About this task - The answer must be an exact restatement of all the data.

Given data -
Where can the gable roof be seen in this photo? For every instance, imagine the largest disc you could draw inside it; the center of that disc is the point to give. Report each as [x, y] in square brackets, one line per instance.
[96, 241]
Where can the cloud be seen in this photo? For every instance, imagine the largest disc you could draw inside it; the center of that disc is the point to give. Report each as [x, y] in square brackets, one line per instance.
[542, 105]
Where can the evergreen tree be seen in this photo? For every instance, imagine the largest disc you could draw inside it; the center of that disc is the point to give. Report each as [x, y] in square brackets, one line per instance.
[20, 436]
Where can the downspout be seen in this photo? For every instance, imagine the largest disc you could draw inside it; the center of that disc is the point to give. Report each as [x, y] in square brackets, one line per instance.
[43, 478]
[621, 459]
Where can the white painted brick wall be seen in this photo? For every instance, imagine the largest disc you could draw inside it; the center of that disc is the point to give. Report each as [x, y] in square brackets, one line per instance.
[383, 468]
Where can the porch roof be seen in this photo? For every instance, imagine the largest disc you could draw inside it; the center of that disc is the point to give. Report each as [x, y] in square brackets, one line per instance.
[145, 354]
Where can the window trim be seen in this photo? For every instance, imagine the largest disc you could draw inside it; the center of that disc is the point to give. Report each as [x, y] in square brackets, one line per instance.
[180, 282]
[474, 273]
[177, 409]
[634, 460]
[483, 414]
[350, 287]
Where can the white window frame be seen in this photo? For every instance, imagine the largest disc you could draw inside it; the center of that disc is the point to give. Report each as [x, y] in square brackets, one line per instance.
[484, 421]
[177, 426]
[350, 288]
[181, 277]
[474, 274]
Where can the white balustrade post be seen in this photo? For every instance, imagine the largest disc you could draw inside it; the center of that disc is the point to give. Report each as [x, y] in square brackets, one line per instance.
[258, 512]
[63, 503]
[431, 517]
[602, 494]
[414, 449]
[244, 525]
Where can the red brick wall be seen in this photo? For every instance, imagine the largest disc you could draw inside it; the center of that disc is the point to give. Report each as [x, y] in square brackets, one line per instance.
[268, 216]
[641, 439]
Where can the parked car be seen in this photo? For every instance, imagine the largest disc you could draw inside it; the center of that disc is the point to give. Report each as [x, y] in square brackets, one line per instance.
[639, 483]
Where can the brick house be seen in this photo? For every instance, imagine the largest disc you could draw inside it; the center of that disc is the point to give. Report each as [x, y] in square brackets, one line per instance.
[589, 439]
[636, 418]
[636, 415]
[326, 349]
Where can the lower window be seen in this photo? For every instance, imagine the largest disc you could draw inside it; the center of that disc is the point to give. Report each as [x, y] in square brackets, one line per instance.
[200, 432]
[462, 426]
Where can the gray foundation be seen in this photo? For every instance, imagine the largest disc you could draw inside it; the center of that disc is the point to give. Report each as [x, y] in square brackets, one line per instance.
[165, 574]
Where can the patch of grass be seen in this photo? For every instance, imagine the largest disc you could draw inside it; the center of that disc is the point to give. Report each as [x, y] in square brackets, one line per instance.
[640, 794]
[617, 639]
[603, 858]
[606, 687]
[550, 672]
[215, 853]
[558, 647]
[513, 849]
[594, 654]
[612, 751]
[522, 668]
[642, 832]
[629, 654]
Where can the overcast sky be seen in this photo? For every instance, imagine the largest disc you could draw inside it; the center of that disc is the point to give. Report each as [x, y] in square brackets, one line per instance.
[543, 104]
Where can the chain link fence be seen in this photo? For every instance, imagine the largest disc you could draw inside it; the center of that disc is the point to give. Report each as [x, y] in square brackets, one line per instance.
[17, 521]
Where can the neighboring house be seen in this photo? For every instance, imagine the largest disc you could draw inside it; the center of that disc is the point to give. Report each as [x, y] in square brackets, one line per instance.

The answer -
Where can the gable roof be seen in this photo? For every instance, imagine the largest disc you could draw inside it; the center of that disc is the point to give. Report each as [x, y] in square brackets, one line per instance.
[96, 241]
Where can the cloud be seen in this photo? For every instance, imagine the largest disc you could draw inside it; the center of that disc is the point to give. Report each as [x, y] in square brackets, one line per instance.
[542, 105]
Where can the evergreen tree be seen in this photo? For every instance, imagine the largest disc you could draw inside it; the center of that disc is the point to give. Report each as [x, y] in square brackets, one line per instance.
[20, 436]
Where can the downspout be seen in this photo? For every instance, imagine the largest disc you could draw inside it; the center of that disc is the point to give. Report each as [x, y] in square brackets, one line per instance.
[43, 478]
[621, 459]
Where can the white painted brick wall be seen in this photo? For every instance, imagine the largest disc you could draw inside it; the center of that disc is the point to give. Report each as [x, y] in square brackets, one line per instance.
[383, 468]
Where can the porch roof be seen in this photo? For every instance, imagine the largest disc you could draw inside it; the center of that disc is the point to give. Report each as [x, y] in square brackets, one line per instance.
[145, 354]
Where can the window trim be seen in this photo? For every instance, imagine the largest disc you could draw inside it; the center of that disc is the point to give. Report each as [x, y] in square brackets, one line per instance.
[180, 282]
[474, 273]
[177, 409]
[634, 460]
[483, 414]
[350, 287]
Where can the white window frame be seen in this photo? For every instance, imagine the largest disc you could draw inside it; the center of that disc is the point to give. Report each as [x, y] in square brackets, one line per instance.
[484, 421]
[177, 426]
[350, 288]
[181, 277]
[474, 274]
Where can the white balustrade post be seen in this photo? For every instance, imagine the largest disc you could draw inside it; the center of that disc is the point to give. Report each as [x, y] in square brackets, one line per instance.
[258, 512]
[63, 503]
[431, 517]
[602, 494]
[414, 449]
[244, 525]
Where can the red brick wall be seen in this photo? For every instance, imagine the largest disc you could draw inside it; the center of that disc is the point to give. Report each as [x, y] in square brackets, one line per instance.
[268, 216]
[641, 439]
Where can the parked car be seen in this photo? For every instance, imagine the largest disc you could draw inside it; the center of that disc is the point to give. Report each as [x, y] in square brackets, one line per instance.
[639, 483]
Where can the brick house be seen in this photo? For every instance, imagine the largest disc you could draw inside it; the center of that disc is the point to give. Report each as [x, y] in square brackets, one line per instance.
[589, 439]
[636, 418]
[636, 415]
[326, 349]
Where can the lower window be seen in this photo? For every instance, imagine the largest disc you could draw inside it; the center of that disc is the point to give. Report each as [x, y] in square brackets, one line per instance.
[200, 432]
[462, 426]
Where can the gray foundation be seen in this photo? For every instance, imagine the largest disc you could draw inside it; the center of that disc is the point to give. Report each as [x, y] in square brackets, one line per instance.
[165, 574]
Where can the patch of grass be seen in this photo? For every instance, imagine the largest disc you could draw inside it; the center of that disc is the point to give. Report each as [x, y] in square brackets, one line per instance.
[640, 794]
[617, 639]
[603, 858]
[606, 687]
[550, 672]
[215, 853]
[558, 647]
[513, 849]
[594, 654]
[612, 751]
[522, 668]
[642, 832]
[629, 654]
Where can the overcast sky be seen in this photo? For every instance, imagine the largest disc you could draw inside it; the center of that disc is the point to give. Report each as [x, y] in square brackets, one line per instance.
[543, 104]
Where can the chain link fence be seen in this photo? For every instance, imagine the largest disc you could draw inside it; the center of that disc is the point to give. Report each as [x, y] in square brackets, one line per instance.
[17, 521]
Where can the neighboring house be seen in this photo? For every instance, imagine the largest disc you could draw inside it; the center of that disc is the point to give. Report each as [x, y] in square brackets, one line per instance.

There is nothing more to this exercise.